[START OF Material]

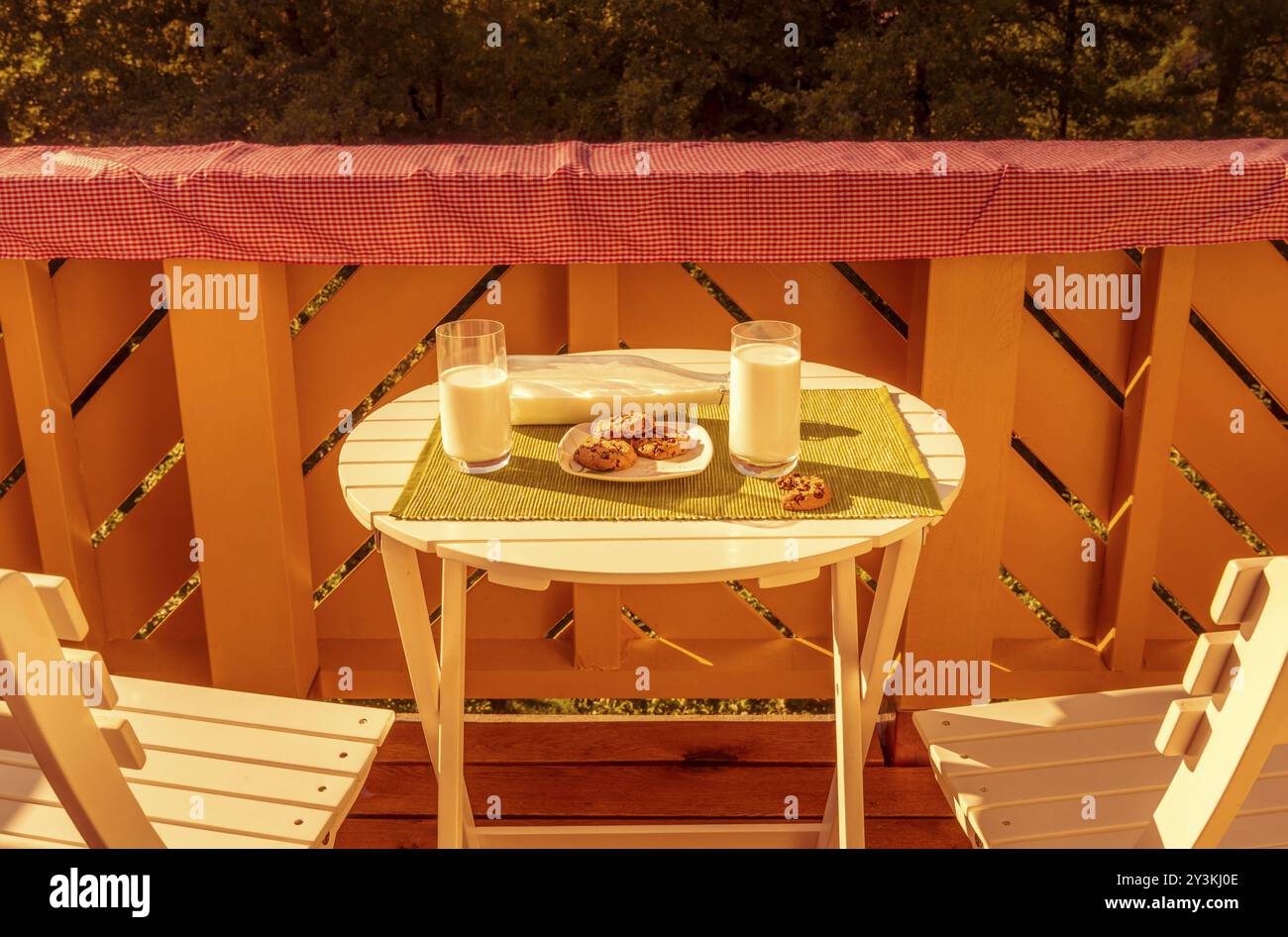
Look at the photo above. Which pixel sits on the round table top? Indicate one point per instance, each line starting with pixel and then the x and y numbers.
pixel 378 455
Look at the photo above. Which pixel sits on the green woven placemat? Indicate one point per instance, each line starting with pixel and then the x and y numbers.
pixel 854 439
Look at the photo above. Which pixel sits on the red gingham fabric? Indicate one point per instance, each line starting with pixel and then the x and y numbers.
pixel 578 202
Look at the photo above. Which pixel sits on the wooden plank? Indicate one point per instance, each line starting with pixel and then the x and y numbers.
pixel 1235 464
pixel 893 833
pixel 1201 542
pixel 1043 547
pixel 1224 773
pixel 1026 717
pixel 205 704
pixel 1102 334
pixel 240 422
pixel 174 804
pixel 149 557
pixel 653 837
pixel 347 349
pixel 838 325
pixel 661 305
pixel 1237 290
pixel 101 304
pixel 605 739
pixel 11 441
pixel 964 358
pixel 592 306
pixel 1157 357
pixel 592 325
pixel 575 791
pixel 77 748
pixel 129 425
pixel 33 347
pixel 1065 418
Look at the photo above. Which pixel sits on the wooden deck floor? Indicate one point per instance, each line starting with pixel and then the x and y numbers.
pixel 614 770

[END OF Material]
[START OF Material]

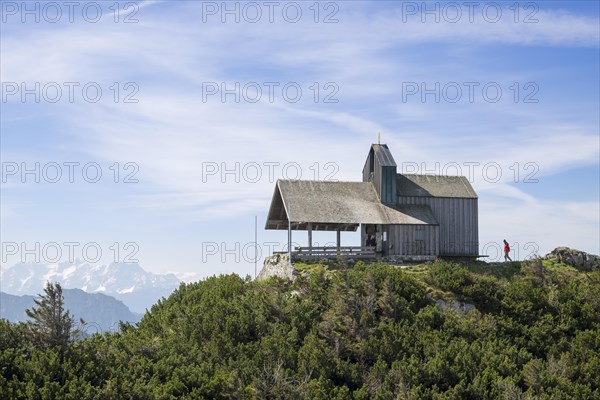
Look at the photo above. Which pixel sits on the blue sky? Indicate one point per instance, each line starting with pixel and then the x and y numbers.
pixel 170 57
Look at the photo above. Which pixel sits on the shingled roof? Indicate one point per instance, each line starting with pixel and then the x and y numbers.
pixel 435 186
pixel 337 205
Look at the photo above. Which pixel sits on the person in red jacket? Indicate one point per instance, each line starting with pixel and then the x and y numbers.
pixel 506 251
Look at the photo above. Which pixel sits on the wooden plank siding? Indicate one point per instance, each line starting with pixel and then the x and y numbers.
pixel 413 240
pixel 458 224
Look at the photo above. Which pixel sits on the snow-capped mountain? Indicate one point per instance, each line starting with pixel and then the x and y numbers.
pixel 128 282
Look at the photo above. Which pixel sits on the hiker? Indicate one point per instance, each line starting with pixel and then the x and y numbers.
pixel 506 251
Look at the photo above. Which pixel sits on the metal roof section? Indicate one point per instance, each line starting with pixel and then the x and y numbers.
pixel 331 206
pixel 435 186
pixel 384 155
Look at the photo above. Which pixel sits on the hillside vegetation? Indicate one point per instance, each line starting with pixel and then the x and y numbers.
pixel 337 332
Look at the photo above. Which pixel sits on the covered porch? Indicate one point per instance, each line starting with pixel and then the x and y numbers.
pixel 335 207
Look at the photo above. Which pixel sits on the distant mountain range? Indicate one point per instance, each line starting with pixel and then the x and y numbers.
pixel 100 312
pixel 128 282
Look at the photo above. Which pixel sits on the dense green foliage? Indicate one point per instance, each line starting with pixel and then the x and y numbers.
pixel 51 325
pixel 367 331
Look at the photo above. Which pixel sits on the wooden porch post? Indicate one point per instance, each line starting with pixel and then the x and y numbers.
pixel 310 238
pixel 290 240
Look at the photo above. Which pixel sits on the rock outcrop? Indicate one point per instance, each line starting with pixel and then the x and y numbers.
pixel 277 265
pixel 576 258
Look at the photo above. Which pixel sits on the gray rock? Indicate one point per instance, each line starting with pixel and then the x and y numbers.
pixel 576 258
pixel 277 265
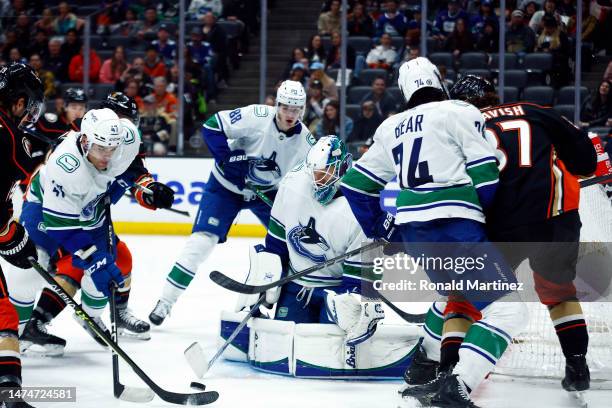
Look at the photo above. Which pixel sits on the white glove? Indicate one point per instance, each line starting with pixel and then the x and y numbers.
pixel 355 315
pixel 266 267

[END OF Material]
[START OF Material]

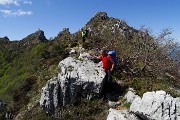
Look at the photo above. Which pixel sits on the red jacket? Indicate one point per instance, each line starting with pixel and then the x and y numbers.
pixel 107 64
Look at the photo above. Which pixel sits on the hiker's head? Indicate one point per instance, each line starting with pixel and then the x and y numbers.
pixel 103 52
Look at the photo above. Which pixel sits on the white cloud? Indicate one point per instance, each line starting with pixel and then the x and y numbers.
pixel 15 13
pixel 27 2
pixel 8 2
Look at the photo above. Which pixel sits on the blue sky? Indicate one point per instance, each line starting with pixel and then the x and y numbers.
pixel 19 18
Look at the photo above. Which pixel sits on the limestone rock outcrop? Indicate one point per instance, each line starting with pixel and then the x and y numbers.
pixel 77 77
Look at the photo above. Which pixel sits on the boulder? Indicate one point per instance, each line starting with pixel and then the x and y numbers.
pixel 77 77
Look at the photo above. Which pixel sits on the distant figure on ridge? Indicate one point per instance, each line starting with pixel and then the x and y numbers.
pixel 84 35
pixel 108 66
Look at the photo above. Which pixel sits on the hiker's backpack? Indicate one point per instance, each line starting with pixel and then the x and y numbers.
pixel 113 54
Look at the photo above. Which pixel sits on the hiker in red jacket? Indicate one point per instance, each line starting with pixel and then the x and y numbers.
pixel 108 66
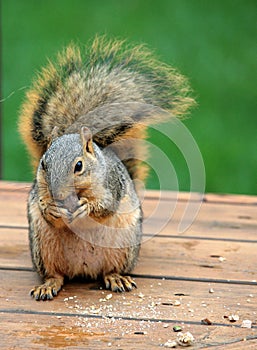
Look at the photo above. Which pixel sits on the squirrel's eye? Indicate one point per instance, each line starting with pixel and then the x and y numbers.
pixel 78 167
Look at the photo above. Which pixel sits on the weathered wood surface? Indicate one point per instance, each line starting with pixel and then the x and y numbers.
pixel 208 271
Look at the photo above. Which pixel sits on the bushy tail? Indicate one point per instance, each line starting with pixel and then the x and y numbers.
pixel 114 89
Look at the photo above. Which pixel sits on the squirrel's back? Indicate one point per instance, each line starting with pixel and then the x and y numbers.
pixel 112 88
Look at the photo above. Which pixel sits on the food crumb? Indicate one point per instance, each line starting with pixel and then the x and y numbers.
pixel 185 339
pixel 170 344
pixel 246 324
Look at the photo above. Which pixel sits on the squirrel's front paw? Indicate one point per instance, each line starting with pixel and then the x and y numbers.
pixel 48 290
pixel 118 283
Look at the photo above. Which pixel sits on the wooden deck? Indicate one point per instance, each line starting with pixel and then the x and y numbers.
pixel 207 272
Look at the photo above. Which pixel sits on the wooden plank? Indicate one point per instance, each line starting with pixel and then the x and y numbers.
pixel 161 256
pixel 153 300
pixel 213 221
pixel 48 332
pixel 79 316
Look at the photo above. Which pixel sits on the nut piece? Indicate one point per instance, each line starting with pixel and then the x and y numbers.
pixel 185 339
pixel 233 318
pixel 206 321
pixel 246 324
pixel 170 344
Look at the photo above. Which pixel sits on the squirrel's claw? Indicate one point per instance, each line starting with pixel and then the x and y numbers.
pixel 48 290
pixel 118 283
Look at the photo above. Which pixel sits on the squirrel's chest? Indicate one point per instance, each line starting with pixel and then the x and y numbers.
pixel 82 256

[END OF Material]

(Task statement):
Write out the records above word for word, everything from the line containing "Look at the photo above. Which pixel sits on the boulder?" down to the line containing "pixel 112 88", including both of those lines, and leave the pictures out of your answer.

(Response below):
Look at the photo above. Which pixel sits on the boulder? Indicate one point per instance, each line starting with pixel and then the x and y numbers.
pixel 77 77
Look at the photo above. Which pixel sits on the distant figure on ridge? Indicate one point per instance, each line starting with pixel and then the x and y numbers.
pixel 84 35
pixel 108 66
Look at the photo above. Which pixel sits on the hiker's backpack? Indicate one point per instance, each line starting with pixel and then the x and y numbers.
pixel 113 54
Look at the photo above. Which pixel sits on the hiker in red jacket? Indicate one point per instance, each line starting with pixel and then the x and y numbers.
pixel 108 66
Look at the photo above. Which pixel sits on the squirrel's eye? Indicate one point per instance, each line starting with pixel and then the x and y numbers.
pixel 78 167
Look at the photo above. Which pixel sits on the weathered wood surface? Indicate one point per instance, each line starting with pixel and then the x and y numbers.
pixel 208 271
Look at the photo above. Which pixel sits on the bushy tail? Indicate one point per instance, each line starting with pixel and then the x and y numbers.
pixel 114 89
Look at the photo above. Which pixel sits on the squirrel's back? Indicate one point per instance, each line starting with pixel and then the x and y numbers.
pixel 112 88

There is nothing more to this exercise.